Post-antibiotic era: Resistance to once life-saving drugs kills 35,000 Americans every year
The improper use of antibiotics by doctors, hospitals, patients, farmers and others in the agricultural sector have aggravated the crisis, say experts
As antibiotic resistance continues to rise to dangerous levels in all countries, experts now say that the world is heading towards a post-antibiotic era: where common infections that were once treatable, will become fatal once again. This may even bring the end of modern medicine as we know it. These were the remarks of Dr Margaret Chan, the former Director-General of the World Health Organization (WHO) last year when she appeared before the United Nations.
As WHO observed Antibiotic Awareness Week from November 18-24 this year, the number of deaths due to antibiotic resistance reiterate that we are in crisis. In the US, one person dies every 15 minutes because of an infection that antibiotics can no longer treat effectively. This brings the death toll to 35,000 deaths a year. At this rate, experts believe that antibacterial resistance could kill as many as 300,000,000 people worldwide and stunt global economic output by $100 trillion in the next 35 years.
"There are already patients struggling with infections that are difficult or impossible tor treat due to increases in antimicrobial resistance," Dr Hilary M. Babcock, Professor of Medicine, Infectious Disease Division, Washington University School of Medicine told MEA WorldWide (MEAWW).
Babcock stresses that people should be more thoughtful about antibiotic use. Efforts must be directed towards decreasing antibiotic use in agriculture, in livestock and poultry, she adds.
The rise and fall of antibiotics
The first antibiotic, penicillin, was discovered in 1928. Its success meant several antibiotics have flooded the market since, marking the era of antibiotics. Saving millions of lives across the globe, antibiotics have allowed doctors to perform complicated surgeries, including cesarean delivery, with minimal risk.

Work task :: Copy the part of the antibiotic resistance article that opens with "The rise and" and closes with "with minimal risk.", renaming "surgeries" to "operations". None of the items are needed for this work.

Given data ::

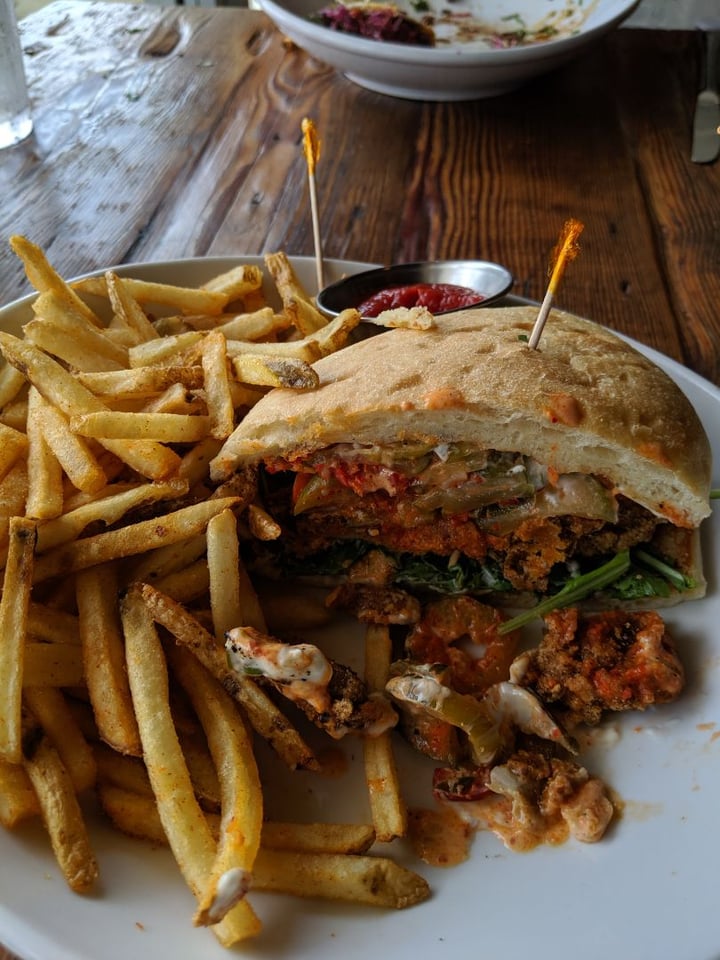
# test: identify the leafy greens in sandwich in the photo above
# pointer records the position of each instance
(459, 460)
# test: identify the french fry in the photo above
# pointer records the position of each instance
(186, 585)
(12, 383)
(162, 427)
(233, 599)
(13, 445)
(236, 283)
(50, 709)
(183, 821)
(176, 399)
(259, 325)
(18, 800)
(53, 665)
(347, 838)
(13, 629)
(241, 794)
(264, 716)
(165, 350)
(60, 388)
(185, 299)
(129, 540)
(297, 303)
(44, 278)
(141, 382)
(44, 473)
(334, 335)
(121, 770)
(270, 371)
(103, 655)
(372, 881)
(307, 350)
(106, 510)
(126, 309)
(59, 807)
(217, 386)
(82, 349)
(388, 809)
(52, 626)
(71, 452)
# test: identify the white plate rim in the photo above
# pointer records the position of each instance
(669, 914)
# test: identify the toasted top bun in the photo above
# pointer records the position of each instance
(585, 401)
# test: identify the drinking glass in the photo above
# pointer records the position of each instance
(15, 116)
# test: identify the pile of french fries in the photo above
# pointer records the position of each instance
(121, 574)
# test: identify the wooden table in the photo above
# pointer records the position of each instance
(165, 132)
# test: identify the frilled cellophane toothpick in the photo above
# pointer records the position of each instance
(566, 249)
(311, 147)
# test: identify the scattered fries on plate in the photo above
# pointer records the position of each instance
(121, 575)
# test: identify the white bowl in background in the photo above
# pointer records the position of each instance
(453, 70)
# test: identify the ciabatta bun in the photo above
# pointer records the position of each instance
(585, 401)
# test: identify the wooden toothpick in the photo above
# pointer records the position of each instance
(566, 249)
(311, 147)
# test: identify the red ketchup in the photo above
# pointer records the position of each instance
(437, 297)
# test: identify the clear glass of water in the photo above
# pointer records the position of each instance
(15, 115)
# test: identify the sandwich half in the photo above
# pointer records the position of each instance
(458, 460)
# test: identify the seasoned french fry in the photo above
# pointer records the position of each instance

Answer section ::
The rise and fall of antibiotics
The first antibiotic, penicillin, was discovered in 1928. Its success meant several antibiotics have flooded the market since, marking the era of antibiotics. Saving millions of lives across the globe, antibiotics have allowed doctors to perform complicated operations, including cesarean delivery, with minimal risk.